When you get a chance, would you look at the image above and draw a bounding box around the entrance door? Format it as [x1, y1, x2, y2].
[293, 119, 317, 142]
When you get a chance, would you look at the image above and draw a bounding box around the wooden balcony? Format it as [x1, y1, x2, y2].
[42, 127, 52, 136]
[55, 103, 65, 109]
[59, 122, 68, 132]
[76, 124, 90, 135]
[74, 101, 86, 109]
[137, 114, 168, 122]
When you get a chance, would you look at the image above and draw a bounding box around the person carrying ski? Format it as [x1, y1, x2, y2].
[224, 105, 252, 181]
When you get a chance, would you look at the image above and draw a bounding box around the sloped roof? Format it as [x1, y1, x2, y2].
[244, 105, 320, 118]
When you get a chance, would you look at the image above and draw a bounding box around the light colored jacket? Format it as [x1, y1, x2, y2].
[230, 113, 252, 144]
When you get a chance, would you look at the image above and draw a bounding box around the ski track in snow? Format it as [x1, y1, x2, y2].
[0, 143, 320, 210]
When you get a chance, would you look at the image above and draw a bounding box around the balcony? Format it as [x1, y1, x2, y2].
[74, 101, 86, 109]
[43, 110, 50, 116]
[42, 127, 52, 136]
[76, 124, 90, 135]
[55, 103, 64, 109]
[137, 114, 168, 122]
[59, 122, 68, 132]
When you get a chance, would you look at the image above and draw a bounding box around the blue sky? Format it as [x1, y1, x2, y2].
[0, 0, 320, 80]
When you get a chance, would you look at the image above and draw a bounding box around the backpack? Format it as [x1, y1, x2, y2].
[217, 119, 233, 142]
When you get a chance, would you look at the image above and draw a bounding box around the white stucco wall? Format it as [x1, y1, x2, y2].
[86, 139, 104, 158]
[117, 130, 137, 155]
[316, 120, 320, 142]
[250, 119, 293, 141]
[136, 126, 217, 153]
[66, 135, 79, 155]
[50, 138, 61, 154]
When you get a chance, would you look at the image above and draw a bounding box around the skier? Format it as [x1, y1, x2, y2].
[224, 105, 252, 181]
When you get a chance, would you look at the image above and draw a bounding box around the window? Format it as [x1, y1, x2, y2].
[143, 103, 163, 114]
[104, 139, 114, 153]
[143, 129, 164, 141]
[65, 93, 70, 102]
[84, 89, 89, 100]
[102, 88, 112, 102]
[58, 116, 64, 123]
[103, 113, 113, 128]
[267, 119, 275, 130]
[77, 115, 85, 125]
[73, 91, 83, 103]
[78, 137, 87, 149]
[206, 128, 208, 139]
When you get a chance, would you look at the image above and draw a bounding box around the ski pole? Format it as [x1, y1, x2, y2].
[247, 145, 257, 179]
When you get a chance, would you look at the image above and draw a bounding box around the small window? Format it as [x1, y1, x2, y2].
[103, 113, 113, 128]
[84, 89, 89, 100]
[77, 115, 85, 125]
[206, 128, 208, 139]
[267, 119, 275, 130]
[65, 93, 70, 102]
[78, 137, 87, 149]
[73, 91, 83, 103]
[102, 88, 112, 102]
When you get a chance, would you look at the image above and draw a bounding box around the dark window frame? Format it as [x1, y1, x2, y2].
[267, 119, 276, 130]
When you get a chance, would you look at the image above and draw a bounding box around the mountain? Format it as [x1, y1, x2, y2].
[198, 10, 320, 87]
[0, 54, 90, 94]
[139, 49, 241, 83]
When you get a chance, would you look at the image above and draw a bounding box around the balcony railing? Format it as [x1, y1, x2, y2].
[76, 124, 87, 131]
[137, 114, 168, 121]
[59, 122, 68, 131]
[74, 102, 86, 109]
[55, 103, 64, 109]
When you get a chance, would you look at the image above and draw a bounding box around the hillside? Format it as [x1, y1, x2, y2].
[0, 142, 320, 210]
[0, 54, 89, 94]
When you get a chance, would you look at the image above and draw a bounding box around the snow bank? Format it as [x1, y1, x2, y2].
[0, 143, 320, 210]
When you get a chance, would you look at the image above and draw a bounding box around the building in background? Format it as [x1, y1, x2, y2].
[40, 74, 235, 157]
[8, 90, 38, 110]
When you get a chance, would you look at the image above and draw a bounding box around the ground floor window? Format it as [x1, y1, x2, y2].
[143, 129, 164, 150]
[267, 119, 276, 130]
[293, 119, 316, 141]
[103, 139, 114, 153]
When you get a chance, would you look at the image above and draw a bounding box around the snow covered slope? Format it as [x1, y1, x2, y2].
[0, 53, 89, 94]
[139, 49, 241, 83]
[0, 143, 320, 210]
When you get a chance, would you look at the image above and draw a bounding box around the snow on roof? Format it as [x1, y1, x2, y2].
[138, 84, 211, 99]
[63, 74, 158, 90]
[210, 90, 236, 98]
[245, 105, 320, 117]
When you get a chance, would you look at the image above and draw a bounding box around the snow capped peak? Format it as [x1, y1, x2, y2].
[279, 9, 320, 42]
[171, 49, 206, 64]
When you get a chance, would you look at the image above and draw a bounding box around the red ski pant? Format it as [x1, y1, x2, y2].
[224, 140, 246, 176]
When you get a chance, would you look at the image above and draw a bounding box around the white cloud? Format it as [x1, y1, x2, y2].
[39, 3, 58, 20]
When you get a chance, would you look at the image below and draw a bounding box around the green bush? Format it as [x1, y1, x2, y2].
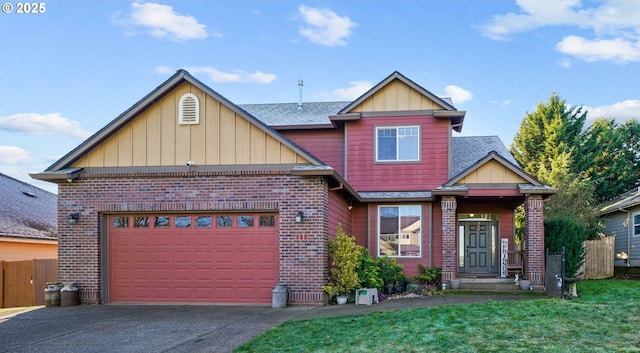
[544, 218, 589, 277]
[413, 264, 442, 288]
[356, 246, 384, 289]
[322, 225, 361, 297]
[376, 256, 406, 285]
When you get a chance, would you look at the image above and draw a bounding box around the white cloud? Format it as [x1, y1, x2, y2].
[584, 99, 640, 122]
[182, 66, 278, 84]
[0, 113, 91, 139]
[298, 6, 358, 47]
[444, 85, 473, 104]
[0, 146, 33, 166]
[112, 2, 212, 41]
[333, 81, 373, 100]
[556, 36, 640, 63]
[480, 0, 640, 62]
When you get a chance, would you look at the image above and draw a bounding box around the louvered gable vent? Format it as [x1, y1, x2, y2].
[178, 93, 200, 125]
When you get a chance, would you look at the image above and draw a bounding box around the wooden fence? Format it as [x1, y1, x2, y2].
[0, 259, 58, 308]
[578, 237, 616, 279]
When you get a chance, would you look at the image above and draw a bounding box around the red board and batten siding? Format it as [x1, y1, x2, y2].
[347, 116, 451, 191]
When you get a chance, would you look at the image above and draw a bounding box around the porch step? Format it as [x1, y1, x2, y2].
[450, 277, 522, 293]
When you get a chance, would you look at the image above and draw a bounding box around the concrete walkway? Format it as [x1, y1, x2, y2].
[0, 294, 540, 353]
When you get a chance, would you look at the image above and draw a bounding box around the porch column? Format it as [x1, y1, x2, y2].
[524, 195, 544, 285]
[441, 196, 458, 281]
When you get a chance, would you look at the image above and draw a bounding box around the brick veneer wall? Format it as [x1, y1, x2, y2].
[434, 196, 457, 280]
[525, 195, 544, 285]
[58, 171, 328, 305]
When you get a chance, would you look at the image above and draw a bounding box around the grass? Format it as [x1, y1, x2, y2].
[234, 280, 640, 353]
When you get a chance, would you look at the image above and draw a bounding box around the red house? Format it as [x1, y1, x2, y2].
[32, 70, 555, 305]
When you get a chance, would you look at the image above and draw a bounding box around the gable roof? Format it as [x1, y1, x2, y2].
[337, 71, 466, 132]
[451, 136, 519, 176]
[599, 187, 640, 216]
[41, 69, 324, 172]
[0, 173, 58, 240]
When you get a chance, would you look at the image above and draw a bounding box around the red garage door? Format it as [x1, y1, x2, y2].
[108, 214, 278, 304]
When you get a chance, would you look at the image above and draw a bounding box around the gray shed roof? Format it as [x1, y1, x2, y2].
[599, 187, 640, 215]
[451, 136, 520, 176]
[0, 173, 58, 240]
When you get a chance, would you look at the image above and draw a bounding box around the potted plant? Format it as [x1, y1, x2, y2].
[322, 225, 360, 304]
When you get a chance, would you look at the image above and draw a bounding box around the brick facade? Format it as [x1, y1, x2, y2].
[524, 195, 544, 286]
[58, 171, 328, 305]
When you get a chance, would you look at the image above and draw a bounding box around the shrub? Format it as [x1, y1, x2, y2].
[413, 264, 442, 287]
[376, 256, 406, 284]
[356, 246, 384, 289]
[322, 225, 361, 297]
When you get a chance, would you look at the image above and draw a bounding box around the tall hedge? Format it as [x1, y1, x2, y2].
[544, 218, 589, 277]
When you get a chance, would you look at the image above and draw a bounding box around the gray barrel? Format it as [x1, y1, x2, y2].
[44, 282, 60, 306]
[271, 284, 287, 309]
[60, 283, 80, 306]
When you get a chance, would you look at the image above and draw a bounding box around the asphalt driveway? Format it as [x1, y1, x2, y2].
[0, 295, 539, 353]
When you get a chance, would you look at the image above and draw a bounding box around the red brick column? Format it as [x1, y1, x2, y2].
[524, 195, 544, 285]
[440, 196, 458, 281]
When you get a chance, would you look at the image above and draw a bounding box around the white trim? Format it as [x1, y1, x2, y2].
[178, 93, 200, 125]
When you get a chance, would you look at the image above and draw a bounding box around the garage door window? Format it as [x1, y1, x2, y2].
[216, 216, 233, 227]
[113, 217, 129, 228]
[153, 216, 170, 228]
[133, 216, 149, 228]
[238, 216, 253, 227]
[259, 216, 276, 227]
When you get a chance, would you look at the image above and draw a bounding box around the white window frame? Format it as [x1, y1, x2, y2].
[376, 204, 424, 259]
[374, 125, 422, 163]
[178, 93, 200, 125]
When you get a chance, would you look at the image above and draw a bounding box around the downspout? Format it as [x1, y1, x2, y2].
[427, 201, 433, 267]
[618, 207, 631, 267]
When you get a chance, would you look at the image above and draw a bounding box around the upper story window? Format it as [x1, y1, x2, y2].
[378, 205, 422, 257]
[178, 93, 200, 125]
[376, 125, 420, 162]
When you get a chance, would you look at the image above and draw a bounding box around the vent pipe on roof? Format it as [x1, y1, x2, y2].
[298, 80, 303, 110]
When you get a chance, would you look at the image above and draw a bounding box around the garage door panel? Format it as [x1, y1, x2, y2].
[108, 215, 278, 304]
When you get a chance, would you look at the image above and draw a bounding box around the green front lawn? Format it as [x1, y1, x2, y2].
[235, 280, 640, 353]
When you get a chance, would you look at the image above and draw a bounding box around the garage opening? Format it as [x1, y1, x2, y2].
[107, 213, 278, 304]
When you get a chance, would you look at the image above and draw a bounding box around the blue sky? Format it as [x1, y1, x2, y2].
[0, 0, 640, 192]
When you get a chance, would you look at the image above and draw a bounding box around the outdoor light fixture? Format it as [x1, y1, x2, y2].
[69, 213, 80, 224]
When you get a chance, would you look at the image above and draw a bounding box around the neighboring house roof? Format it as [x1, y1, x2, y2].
[0, 173, 58, 240]
[238, 102, 350, 129]
[451, 136, 518, 176]
[599, 187, 640, 216]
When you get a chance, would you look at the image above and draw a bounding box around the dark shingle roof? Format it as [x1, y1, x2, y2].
[0, 173, 58, 240]
[451, 136, 520, 176]
[238, 102, 350, 127]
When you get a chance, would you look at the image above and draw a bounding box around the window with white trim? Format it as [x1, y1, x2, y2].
[376, 125, 420, 162]
[378, 205, 422, 257]
[178, 93, 200, 125]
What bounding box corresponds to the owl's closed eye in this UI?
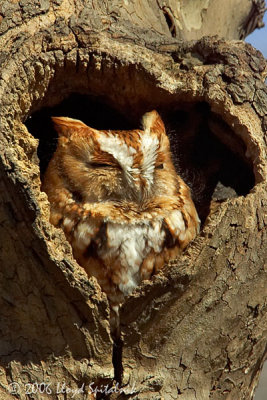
:::
• WRITTEN REQUEST: Copy out every line above, from the one containing "house? Format it as [x1, y1, x2, y2]." down to the one containing "[32, 70, 555, 305]", both included. Adjust each bounding-box coordinate in the answers by -78.

• FINISHED TASK:
When you get a chance, would you look at the image above and draw a bounding box around the red house? Format it as [x1, y1, x2, y2].
[-46, -8, 477, 227]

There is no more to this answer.